Some data:
● ● ●

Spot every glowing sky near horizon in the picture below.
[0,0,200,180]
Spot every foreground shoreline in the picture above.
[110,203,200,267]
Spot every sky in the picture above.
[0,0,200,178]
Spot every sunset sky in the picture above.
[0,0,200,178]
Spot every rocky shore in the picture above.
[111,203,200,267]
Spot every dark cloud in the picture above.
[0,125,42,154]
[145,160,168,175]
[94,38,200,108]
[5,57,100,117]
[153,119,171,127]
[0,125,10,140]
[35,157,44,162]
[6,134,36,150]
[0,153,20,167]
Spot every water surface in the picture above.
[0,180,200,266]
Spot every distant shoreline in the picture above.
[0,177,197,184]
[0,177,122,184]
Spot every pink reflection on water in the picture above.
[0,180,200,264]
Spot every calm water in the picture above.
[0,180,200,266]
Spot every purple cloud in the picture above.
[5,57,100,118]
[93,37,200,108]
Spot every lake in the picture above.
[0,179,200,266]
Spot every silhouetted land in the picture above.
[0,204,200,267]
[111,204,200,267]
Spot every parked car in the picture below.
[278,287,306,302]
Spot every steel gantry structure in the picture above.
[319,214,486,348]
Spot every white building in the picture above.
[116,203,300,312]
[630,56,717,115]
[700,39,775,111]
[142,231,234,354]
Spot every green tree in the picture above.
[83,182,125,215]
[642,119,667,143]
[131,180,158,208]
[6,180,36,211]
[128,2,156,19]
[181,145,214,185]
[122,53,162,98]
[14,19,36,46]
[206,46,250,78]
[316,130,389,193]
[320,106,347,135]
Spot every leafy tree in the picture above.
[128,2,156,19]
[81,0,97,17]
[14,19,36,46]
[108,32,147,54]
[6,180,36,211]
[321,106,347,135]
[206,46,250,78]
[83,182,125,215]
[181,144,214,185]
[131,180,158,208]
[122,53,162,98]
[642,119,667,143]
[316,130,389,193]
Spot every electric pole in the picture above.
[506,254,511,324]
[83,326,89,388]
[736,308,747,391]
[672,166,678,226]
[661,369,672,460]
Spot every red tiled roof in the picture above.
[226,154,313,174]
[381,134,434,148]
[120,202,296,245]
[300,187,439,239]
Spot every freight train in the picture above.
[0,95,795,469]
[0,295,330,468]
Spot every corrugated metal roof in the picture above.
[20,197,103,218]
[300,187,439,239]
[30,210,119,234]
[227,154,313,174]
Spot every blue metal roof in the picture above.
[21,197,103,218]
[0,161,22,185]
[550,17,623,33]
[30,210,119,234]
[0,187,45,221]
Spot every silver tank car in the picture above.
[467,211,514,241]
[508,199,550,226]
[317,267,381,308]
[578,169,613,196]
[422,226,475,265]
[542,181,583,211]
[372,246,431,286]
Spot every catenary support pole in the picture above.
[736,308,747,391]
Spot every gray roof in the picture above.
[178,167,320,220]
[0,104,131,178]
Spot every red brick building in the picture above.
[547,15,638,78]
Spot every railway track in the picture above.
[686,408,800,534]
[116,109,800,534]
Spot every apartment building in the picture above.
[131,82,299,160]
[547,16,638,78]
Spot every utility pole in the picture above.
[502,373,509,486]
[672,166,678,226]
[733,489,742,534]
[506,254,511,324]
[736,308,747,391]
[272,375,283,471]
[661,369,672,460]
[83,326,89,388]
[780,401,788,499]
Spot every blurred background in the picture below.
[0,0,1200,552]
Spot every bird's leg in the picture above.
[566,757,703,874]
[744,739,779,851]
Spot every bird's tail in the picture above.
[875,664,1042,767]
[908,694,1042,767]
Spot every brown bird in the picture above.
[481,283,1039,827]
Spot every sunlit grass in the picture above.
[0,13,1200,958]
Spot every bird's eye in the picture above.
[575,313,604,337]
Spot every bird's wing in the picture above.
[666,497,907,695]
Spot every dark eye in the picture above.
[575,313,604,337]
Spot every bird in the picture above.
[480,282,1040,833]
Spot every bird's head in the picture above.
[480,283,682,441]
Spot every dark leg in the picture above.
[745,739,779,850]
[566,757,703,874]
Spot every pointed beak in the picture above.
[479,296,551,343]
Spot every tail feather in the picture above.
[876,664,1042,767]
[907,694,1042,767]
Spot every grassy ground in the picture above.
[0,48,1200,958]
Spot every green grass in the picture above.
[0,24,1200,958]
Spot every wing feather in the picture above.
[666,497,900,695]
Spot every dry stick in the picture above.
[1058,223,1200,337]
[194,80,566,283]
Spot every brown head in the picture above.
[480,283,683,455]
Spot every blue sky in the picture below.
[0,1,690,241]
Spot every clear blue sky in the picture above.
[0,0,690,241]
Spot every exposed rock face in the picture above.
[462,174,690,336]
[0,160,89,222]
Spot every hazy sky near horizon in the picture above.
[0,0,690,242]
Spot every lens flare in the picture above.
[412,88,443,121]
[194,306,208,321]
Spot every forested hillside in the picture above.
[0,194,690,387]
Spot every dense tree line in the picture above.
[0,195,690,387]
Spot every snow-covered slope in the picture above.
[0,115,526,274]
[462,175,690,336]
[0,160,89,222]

● ● ●

*Aim of the exercise*:
Duplicate all of the data above, line for line, with no changes.

*Exercise result*:
Spot every glowing sky near horizon in the picture below.
[0,0,200,180]
Spot every foreground shoreline in the picture above.
[110,203,200,267]
Spot every sky in the picture above.
[0,0,200,178]
Spot every sunset sky in the picture above.
[0,0,200,178]
Spot every rocky shore in the picture above.
[111,203,200,267]
Spot every dark cloud in the picture above.
[0,125,42,154]
[145,160,168,175]
[94,38,200,108]
[5,57,100,117]
[153,119,171,127]
[0,125,10,140]
[35,157,44,162]
[6,134,36,150]
[0,153,20,167]
Spot every water surface in the picture above.
[0,180,200,266]
Spot every distant shoreline in the picture above.
[0,177,197,184]
[0,177,122,184]
Spot every pink reflection on water in the picture above.
[0,180,200,264]
Spot every calm water in the picture above.
[0,180,200,266]
Spot every purple cloud in the picture above.
[5,57,100,118]
[93,37,200,108]
Spot every lake in the picture above.
[0,179,200,266]
Spot every silhouetted land in the picture above.
[0,204,200,267]
[111,204,200,267]
Spot every parked car in the picture below.
[278,287,306,302]
Spot every steel gantry structure in the picture above.
[319,214,486,348]
Spot every white building in the picture above.
[116,203,300,312]
[630,56,717,115]
[700,39,775,111]
[142,231,234,354]
Spot every green tree in the picture above.
[83,182,125,215]
[642,119,667,143]
[131,180,158,208]
[6,180,36,211]
[128,2,156,19]
[181,145,214,185]
[122,53,162,98]
[14,19,36,46]
[206,46,250,78]
[316,130,389,193]
[320,106,347,135]
Spot every leafy tree in the picture above.
[128,2,156,19]
[81,0,97,17]
[14,19,36,46]
[108,32,147,54]
[6,180,36,211]
[321,106,347,135]
[206,46,250,78]
[83,182,125,215]
[181,144,214,185]
[131,180,158,208]
[122,53,162,98]
[642,119,667,143]
[316,130,389,193]
Spot every electric pole in the picture above.
[506,254,511,324]
[83,326,89,388]
[736,308,747,391]
[672,166,678,226]
[661,369,672,460]
Spot every red tiled roof in the picture above.
[226,154,313,174]
[381,134,434,148]
[120,202,296,245]
[300,187,439,239]
Spot every freight train in the picture above.
[0,95,795,469]
[0,295,330,468]
Spot every corrugated metal roof in the picture above.
[20,197,103,218]
[300,187,439,239]
[30,210,119,234]
[227,154,313,174]
Spot every blue metal roof in the picture above.
[21,197,103,218]
[0,161,22,185]
[550,17,623,33]
[30,210,119,234]
[0,187,45,221]
Spot every silver tank car in the picture above.
[467,211,514,241]
[508,199,550,226]
[317,267,381,308]
[578,169,613,196]
[422,226,475,265]
[542,181,583,211]
[372,246,431,286]
Spot every catenary support pole in the picture above.
[736,308,747,391]
Spot every gray roof in the picture above.
[178,167,320,220]
[0,104,131,178]
Spot every red brick building in the picture above.
[547,15,638,78]
Spot every railway track in the picture above.
[686,408,800,534]
[116,109,800,534]
Spot every apartment building in the picture above.
[131,82,299,160]
[547,16,638,78]
Spot every utility pole in the picture above.
[502,373,509,486]
[672,166,678,226]
[733,489,742,534]
[506,254,511,324]
[736,308,747,391]
[272,375,283,471]
[661,369,672,460]
[83,326,89,388]
[780,401,788,499]
Spot every blurred background in the picture below.
[0,0,1200,552]
Spot every bird's leg in the picture above.
[566,757,703,874]
[744,739,779,851]
Spot every bird's tail in the picture above.
[875,664,1042,767]
[908,694,1042,767]
Spot every brown bird in the picture above.
[481,283,1039,827]
Spot every sunlit grass in the picture above.
[0,13,1200,958]
Spot every bird's eye in the picture above.
[575,313,604,337]
Spot every bird's wing in the picture above.
[666,497,907,695]
Spot every dark eye in the picture above.
[575,313,604,337]
Spot every bird in the picture above.
[480,282,1040,833]
Spot every bird's head in the picture above.
[480,283,682,441]
Spot every dark leg in the picture above.
[745,739,779,850]
[566,757,703,874]
Spot every pointed beak in the picture above.
[479,296,551,343]
Spot every tail feather in the picture above.
[876,664,1042,767]
[907,694,1042,767]
Spot every grassy ground in the picture above.
[0,48,1200,958]
Spot every green grass in the picture above.
[0,24,1200,958]
Spot every wing feather in the picture above.
[666,497,900,695]
Spot every dry stick in the picture above.
[1058,223,1200,337]
[194,80,566,283]
Spot every brown head in the picture above.
[480,283,683,455]
Spot every blue sky in the picture below.
[0,1,690,241]
Spot every clear blue sky in the picture above.
[0,0,690,241]
Spot every exposed rock face in the picture above.
[462,174,690,336]
[0,160,89,222]
Spot every hazy sky near horizon in the picture above.
[0,0,690,242]
Spot every lens flare in the picture above.
[412,88,443,121]
[194,306,208,321]
Spot every forested hillside in the picture above.
[0,194,690,387]
Spot every dense tree line in the picture above.
[0,195,690,387]
Spot every snow-covered slope in the picture above.
[0,115,526,274]
[462,175,690,336]
[0,160,89,222]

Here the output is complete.